La figura de Yrigoyen sigue siendo un enigma. Existe una
versión radical, un tanto mítica, que ha dado lugar a buenos libros. Hacia 1970
David Rock popularizó otra, que combinaba la sociología funcionalista con el
marxismo y colocaba a Yrigoyen en el centro de distintas fuerzas sociales: las
"clases medias", la "oligarquía", los "consumidores
urbanos" y los "trabajadores". Tal esquema es útil para explicar
algunas cosas, como la política azucarera de Yrigoyen, pero amputa complemente
la cuestión política, difícilmente subsumible en las "clases
sociales".
En la última década se ha subrayado un elemento específicamente discursivo del
radicalismo: su definición como movimiento, antes que partido, su identificación
con la nación o el pueblo y su tendencia a catalogar a los adversarios como
enemigos. Esto permite colocar a Yrigoyen en la saga que une a Perón con la
tradición facciosa del siglo XIX, caracterizada por la denegación recíproca de
legitimidades. Aquí arranca el planteo de Marcelo Padoán, que agrega un
elemento complementario: el papel singular del discurso político en la
democracia de masas, un enfoque habitual en los estudios sobre peronismo, que
Padoán aplica ahora al radicalismo.
Al tema de la nación, Padoán agrega elementos provenientes de lo religioso.

**Datos sin procesar**
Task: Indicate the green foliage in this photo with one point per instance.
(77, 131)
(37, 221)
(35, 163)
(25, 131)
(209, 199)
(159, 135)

**Tarea 1**
Reescriba en forma de lista el párrafo del texto sobre Yrigoyen que comienza con «En la última década», conservando sus datos principales.
**Tarea 2**
Responda, a partir del texto sobre Yrigoyen, las siguientes preguntas:
(a) ¿Hacia qué año popularizó David Rock su versión sobre Yrigoyen?
(b) ¿Qué política de Yrigoyen se menciona como ejemplo de lo que el esquema de Rock sirve para explicar?
(c) ¿De dónde provienen los elementos que Padoán agrega al tema de la nación?
El listado constituye un material aparte, independiente del texto.

**Resultado del ejercicio 1**
- En la última década se ha destacado un elemento discursivo propio del radicalismo. Este elemento consiste en su definición como movimiento antes que partido, su identificación con la nación o el pueblo y su tendencia a considerar enemigos a los adversarios.
- Ello permite situar a Yrigoyen en la saga que une a Perón con la tradición facciosa del siglo XIX, caracterizada por la denegación recíproca de legitimidades.
- De ahí parte el planteo de Marcelo Padoán.
- Padoán añade el papel singular del discurso político en la democracia de masas. Este enfoque es habitual en los estudios sobre peronismo, y él lo aplica al radicalismo.

**Resultado del ejercicio 2**
(a) Hacia 1970.
(b) La política azucarera.
(c) De lo religioso.